Sony to stop producing Betamax tapes in 2016
JordanCClark
Posts: 198
Did anyone already mention this?
http://www.cnet.com/news/sony-says-it-will-stop-producing-its-betamax-tapes-in-march/
http://www.cnet.com/news/sony-says-it-will-stop-producing-its-betamax-tapes-in-march/
Comments
You can ind some people still using the vintage decks for production, even linear editing. I'm not sure of the benefits, but it was a small but vocal market.
In '86 I traded it for some other video gear, and the person I traded it with then sold it to a friend of his, author Harlan Ellison. Hopefully, it didn't eat too many of Harlan's tapes.
Other than its bad eating habits, it was actually a neat deck. Sony used to make these in red, not just the usual silver or black.
My smart & geeky friend Wendy regularly shows her photo with Harlan on Facebook. A cool and fiesty dude who really got around from the stories I heard.

## WRITTEN TASK A
Count the lines in the listing below that contain the string "exact", and give only that number.

## INPUT MATERIAL
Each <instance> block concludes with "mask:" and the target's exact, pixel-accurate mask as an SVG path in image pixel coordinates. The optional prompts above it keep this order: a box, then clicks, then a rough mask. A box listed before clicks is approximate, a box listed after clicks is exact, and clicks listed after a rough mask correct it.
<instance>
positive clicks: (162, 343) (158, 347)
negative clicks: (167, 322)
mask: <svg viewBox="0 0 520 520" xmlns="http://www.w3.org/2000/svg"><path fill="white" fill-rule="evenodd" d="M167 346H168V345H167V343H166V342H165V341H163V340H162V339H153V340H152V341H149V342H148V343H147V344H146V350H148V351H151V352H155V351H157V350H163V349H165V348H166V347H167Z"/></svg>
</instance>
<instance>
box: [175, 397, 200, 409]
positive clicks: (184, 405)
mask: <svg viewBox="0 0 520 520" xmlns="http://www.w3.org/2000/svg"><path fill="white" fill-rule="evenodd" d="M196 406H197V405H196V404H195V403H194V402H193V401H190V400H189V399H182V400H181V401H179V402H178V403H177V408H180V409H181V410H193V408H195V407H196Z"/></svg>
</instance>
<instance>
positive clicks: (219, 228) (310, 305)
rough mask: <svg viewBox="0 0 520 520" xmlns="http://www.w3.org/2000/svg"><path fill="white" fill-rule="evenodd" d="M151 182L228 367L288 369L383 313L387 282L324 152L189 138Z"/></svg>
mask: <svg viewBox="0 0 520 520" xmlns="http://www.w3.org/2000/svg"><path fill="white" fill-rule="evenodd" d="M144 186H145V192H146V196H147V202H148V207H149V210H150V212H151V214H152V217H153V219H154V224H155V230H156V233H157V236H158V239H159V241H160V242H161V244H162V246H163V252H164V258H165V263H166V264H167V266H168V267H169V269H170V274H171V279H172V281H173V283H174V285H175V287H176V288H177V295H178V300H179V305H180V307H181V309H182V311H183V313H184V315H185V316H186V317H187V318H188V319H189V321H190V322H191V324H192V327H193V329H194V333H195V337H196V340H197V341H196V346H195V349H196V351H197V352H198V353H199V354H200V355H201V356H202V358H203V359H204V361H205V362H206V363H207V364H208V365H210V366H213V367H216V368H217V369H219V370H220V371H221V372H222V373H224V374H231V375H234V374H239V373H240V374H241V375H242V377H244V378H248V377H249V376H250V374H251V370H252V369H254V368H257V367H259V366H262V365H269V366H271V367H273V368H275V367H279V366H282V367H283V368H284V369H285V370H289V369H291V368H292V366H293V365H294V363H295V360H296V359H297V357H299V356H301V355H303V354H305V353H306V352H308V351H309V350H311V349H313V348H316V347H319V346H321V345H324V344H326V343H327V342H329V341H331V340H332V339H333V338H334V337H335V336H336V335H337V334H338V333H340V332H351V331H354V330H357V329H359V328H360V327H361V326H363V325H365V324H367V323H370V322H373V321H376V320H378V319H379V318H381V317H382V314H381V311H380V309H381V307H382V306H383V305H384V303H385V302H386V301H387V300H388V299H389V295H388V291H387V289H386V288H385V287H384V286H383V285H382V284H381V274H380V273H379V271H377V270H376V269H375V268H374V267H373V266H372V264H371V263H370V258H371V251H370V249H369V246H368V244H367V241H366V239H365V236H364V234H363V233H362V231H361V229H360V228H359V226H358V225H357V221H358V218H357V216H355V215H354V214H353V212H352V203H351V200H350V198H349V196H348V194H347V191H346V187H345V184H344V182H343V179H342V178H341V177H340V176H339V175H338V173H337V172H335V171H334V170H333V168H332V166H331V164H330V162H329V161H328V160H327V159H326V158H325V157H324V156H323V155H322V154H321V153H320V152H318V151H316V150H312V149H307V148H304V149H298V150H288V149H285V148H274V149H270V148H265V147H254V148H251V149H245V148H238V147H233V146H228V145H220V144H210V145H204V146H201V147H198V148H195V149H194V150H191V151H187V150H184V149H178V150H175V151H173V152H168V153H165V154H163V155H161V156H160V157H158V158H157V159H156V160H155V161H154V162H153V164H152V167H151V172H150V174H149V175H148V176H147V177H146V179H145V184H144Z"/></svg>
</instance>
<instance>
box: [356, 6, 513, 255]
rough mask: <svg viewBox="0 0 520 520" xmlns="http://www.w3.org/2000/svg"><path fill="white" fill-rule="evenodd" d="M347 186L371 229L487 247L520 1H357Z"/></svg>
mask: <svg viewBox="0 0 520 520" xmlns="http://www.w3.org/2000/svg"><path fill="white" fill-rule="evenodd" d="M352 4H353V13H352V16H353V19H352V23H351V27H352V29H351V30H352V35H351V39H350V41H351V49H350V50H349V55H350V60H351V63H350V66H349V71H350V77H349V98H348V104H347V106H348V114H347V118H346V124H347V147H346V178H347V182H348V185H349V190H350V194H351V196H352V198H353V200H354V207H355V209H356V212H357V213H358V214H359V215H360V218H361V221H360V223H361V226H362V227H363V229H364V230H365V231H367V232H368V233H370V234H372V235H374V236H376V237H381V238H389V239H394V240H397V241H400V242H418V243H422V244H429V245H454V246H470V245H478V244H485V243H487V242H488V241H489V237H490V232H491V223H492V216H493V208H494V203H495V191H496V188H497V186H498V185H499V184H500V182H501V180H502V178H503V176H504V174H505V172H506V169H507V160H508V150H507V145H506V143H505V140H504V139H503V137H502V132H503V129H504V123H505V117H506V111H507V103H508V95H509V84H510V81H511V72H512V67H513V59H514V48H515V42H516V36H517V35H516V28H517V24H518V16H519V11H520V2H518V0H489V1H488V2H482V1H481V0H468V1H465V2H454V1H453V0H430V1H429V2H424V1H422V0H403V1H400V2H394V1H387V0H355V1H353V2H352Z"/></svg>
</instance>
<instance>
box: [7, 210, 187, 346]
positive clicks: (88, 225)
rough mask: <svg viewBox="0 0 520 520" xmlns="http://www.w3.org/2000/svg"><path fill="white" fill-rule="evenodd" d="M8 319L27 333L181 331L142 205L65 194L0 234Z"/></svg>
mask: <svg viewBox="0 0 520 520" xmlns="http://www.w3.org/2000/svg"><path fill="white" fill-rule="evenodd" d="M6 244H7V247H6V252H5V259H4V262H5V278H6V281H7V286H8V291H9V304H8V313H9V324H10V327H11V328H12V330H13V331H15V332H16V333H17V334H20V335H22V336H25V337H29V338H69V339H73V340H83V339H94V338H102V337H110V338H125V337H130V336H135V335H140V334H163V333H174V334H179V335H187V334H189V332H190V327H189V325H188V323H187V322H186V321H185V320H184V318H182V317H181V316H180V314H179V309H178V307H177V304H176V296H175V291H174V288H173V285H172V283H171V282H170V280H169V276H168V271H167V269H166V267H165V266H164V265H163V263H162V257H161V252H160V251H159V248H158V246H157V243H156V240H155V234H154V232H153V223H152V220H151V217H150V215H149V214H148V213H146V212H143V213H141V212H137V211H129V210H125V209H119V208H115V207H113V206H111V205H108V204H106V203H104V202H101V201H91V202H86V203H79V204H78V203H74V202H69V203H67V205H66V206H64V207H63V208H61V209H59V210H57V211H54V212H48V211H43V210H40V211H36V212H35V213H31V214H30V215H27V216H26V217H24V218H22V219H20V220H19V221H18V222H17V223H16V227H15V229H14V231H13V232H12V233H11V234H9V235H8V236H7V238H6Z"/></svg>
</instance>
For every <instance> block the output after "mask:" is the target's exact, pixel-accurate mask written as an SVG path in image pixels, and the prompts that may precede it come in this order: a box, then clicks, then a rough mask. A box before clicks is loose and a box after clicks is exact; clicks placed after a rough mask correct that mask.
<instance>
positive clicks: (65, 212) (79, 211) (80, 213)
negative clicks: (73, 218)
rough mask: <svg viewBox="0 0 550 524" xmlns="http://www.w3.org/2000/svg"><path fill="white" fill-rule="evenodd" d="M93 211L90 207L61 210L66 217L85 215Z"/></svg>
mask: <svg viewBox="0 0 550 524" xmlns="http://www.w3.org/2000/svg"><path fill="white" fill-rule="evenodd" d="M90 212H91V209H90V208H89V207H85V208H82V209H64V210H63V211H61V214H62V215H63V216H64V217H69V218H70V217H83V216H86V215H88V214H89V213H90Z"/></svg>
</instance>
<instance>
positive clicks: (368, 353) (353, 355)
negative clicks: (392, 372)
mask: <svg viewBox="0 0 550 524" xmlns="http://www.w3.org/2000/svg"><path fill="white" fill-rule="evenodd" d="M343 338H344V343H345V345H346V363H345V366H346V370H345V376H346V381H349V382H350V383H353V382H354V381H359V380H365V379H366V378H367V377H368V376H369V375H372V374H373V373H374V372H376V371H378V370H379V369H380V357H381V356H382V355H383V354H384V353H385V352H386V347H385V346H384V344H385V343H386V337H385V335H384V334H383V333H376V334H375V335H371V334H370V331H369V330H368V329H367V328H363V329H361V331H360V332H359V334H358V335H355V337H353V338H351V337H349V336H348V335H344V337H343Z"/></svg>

## WRITTEN TASK B
Transcribe the Betamax discussion word for word, starting at "In '86 I traded" and ending at "stories I heard.".

## SOLUTION A
2

## SOLUTION B
In '86 I traded it for some other video gear, and the person I traded it with then sold it to a friend of his, author Harlan Ellison. Hopefully, it didn't eat too many of Harlan's tapes.
Other than its bad eating habits, it was actually a neat deck. Sony used to make these in red, not just the usual silver or black.
My smart & geeky friend Wendy regularly shows her photo with Harlan on Facebook. A cool and fiesty dude who really got around from the stories I heard.